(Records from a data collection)
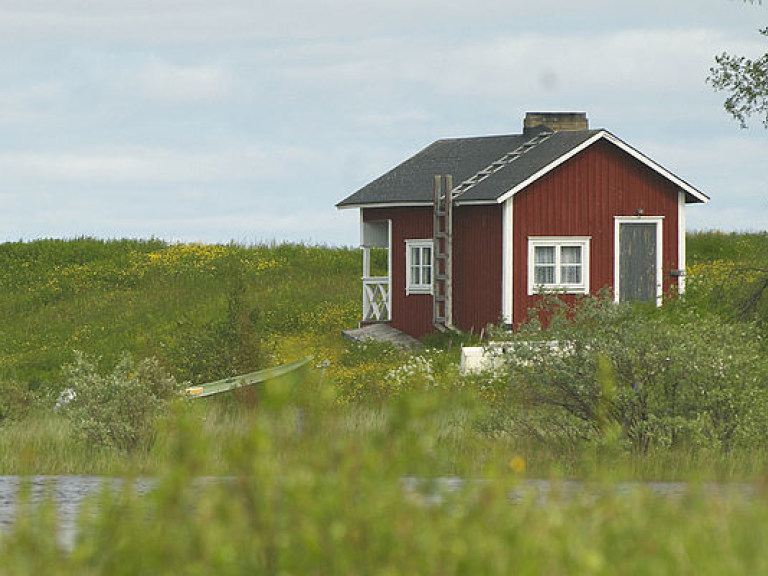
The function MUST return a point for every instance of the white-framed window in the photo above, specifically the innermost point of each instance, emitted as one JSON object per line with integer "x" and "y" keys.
{"x": 419, "y": 267}
{"x": 558, "y": 264}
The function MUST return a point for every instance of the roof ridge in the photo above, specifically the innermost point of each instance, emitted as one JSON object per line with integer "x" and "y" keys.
{"x": 500, "y": 163}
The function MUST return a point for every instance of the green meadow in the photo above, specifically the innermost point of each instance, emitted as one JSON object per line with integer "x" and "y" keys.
{"x": 378, "y": 461}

» Goal of the exercise
Recast every row above as a two-column CSV with the headers input and output, one CSV line per row, putting its text under input and its answer under output, each in a single quoted field with line breaks replaced by spaces. Leave the pictures out.

» Right answer
input,output
"The function MUST return a point for every instance of the white-framed window in the photo above, specifically the innermost point of each instance, emitted as one JSON object per line with integer ""x"" and ""y"" keys.","{""x"": 419, ""y"": 267} {""x"": 558, ""y"": 264}"
"The function MUST return a point for every instance of the roof ridge in the photo above, specifically the innermost point of each instance, emitted as one JSON object per line with integer ""x"" and ""y"" keys.","{""x"": 500, ""y"": 163}"
"The function MUST return a point for every instance of the green meadow in the photo above, specifically the innermost point of each instance, emitted as one JSON object per line with integer ""x"" and ""y"" keys.","{""x"": 378, ""y"": 461}"